**EXCERPTED TEXT:**
▽

Note that the Tcl will pass only integer, doubles and strings as arguments. You have to write the core of the procedure in C to do the actual work (see comment above).

Aside (1): extracting string arguments

String arguments seem to be handled slightly differently to the ints and doubles discussed above. To extract a string from an argument, you need to do the following

  1. Declare the string variable as a character pointer, i.e. char *a;

  2. Use the Tcl_GetStringFromObj command, which returns the pointer to the string, i.e.
       a = Tcl_GetStringFromObj(objv[1], &length)
    "length" is an integer which is returned holding (you guessed it) the length of the string.

Seems easy? It is when you know what you're doing... One point is that there doesn't seem to be a way of trapping the errors for reading the strings, I guess you always get a string even if the object wasn't supposed to be one.

Aside(2): returning results from the procedure

Tcl commands return some value on execution, i.e.

set result [ my_proc var1 var2 ... ]

In the new Tcl commands outlined above, this result is set using the following code:

  resultPtr = Tcl_GetObjResult(interp);
  Tcl_SetStringObj(resultPtr, "Everything ok", -1);

The first line sets a pointer to the result object in the interpreter, the second line actually sets the value of the result to be a string with the value "Everything ok" (the last argument to Tcl_SetStringObj is the length of the string, or if negative - as in this case - then everything upto the first null character is used).

Other commands are available to set the result object to be an integer or double value.

This result should not be confused with the value returned by the C procedure, which should return values of TCL_OK, TCL_ERROR etc depending on the success or failure of the procedure - for example, from above

  error = Tcl_GetIntFromObj(interp, objv[1], &var1);
  if (error != TCL_OK) {
     return error;
  }
and
  return TCL_OK;
These exit values are used by the main Tcl interpreter. A return value of TCL_ERROR will cause the intrepreter to stop, unless it is contained by a Tcl catch command.

2. Calling Fortran from C

Careful! Section 2.1 below is really only relevant if you are calling C from Fortran (although it's useful background). Sections 2.2 and 2.4 are the most immediately useful; section 2.3 is good if you try something and it doesn't work the way you expected. I will try and revise these notes to make them more concise and easier to follow.

△

**DATA EXCERPT:**
▽

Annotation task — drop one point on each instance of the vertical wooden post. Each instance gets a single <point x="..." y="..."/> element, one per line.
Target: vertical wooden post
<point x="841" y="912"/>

△

**PROBLEMS TO WORK ON:**
1. According to the Tcl notes, what kinds of arguments will Tcl pass to a procedure?
2. Reproduce part of the Tcl notes word for word, starting at "This result should" and stopping after "Tcl catch command.".
3. Write what comes next in the notes on Tcl, C and Fortran, picking up after their final sentence.

**PER-TASK ANSWERS:**
1. Only integers, doubles, and strings.

2.
This result should not be confused with the value returned by the C procedure, which should return values of TCL_OK, TCL_ERROR etc depending on the success or failure of the procedure - for example, from above

  error = Tcl_GetIntFromObj(interp, objv[1], &var1);
  if (error != TCL_OK) {
     return error;
  }
and
  return TCL_OK;
These exit values are used by the main Tcl interpreter. A return value of TCL_ERROR will cause the intrepreter to stop, unless it is contained by a Tcl catch command.

3.
It may also be that these mechanisms are replaced in the near future by a more transparent system, which would make these notes redundant anyway. -PJX

In principle it should be easy to call F77 subroutines from C, provided that you respect the different calling conventions that different machine architectures use.

In CCP4 someone has already done a lot of work to make this kind of C/Fortran interfacing as portable as possible. However as a result of needing to be as general as possible the code can look nightmarish at first.

2.1 Calling conventions

Looking at library.h there are 4 basic calling conventions:

  Convention          Systems
  ----------          -------
  CALL_LIKE_HPUX      AIX, HPUX
  CALL_LIKE_SUN       ALLIANT, CONVEX, ESV SGI, SUN, ULTRIX/OSF1
  CALL_LIKE_STARDENT  ARDENT/TITAN/STARDENT
  CALL_LIKE_MVS       NT (MVS)

These different calling conventions have different ways of typing and calling the Fortran routine. As an example, consider "ccperr" called from within the subroutine "fatal" in library.c:

1. CALL_LIKE_HPUX:     #if CALL_LIKE_HPUX
                         extern void ccperr();
                         ccperr (&mone, message, (int) strlen(message));
                       #endif 

2. CALL_LIKE_SUN:      #if CALL_LIKE_SUN
                         extern void ccperr_();
                         ccperr_ (&mone, message, (int) strlen(message));
                       #endif

3. CALL_LIKE_STARDENT: #if CALL_LIKE_STARDENT
                         extern void CCPERR();
                         struct Str_Desc str;

                         str.Str_length = (int) strlen(message);
                         str.Str_pointer = message;
                         CCPERR (&mone, &str);
                       #endif

4. CALL_LIKE_MVS:      ? Better ask Alun about this...?

The CALL_LIKE_ variables are set in library.h, so I think this must be included anywhere where you want to use this kind of construct.

2.2 Prototyping

CCP4 also allows function prototyping to be optional - this is basically declaring the function at the head of the program, for example (generally):

#if defined (PROTOTYPE)
  static size_t flength (char *s, int len);
#endif

When declaring FORTRAN functions, these are always of type void, and variables in the argument list must be declared as pointers to the appropriate type. As an example:

void getsection_(int *iunit, int *ksec, float *section,
		 int *nsize, int *ifail);

For details about the underscoring, or other changes required to the Fortran name, see section 2.1 (calling conventions).

2.3 Other Important Points

Other important points to bear in mind are:

  1. Fortran passes its variables by reference. This means that you must give adresses in your calling C-program (but remember that the name of an array is also a pointer to that array). For example:
    int main()
    {
      int this_sec, ifail=0, iunit, nsize;
      float section[MAXSECT];
      ....
      /* Lots of C code */
      ....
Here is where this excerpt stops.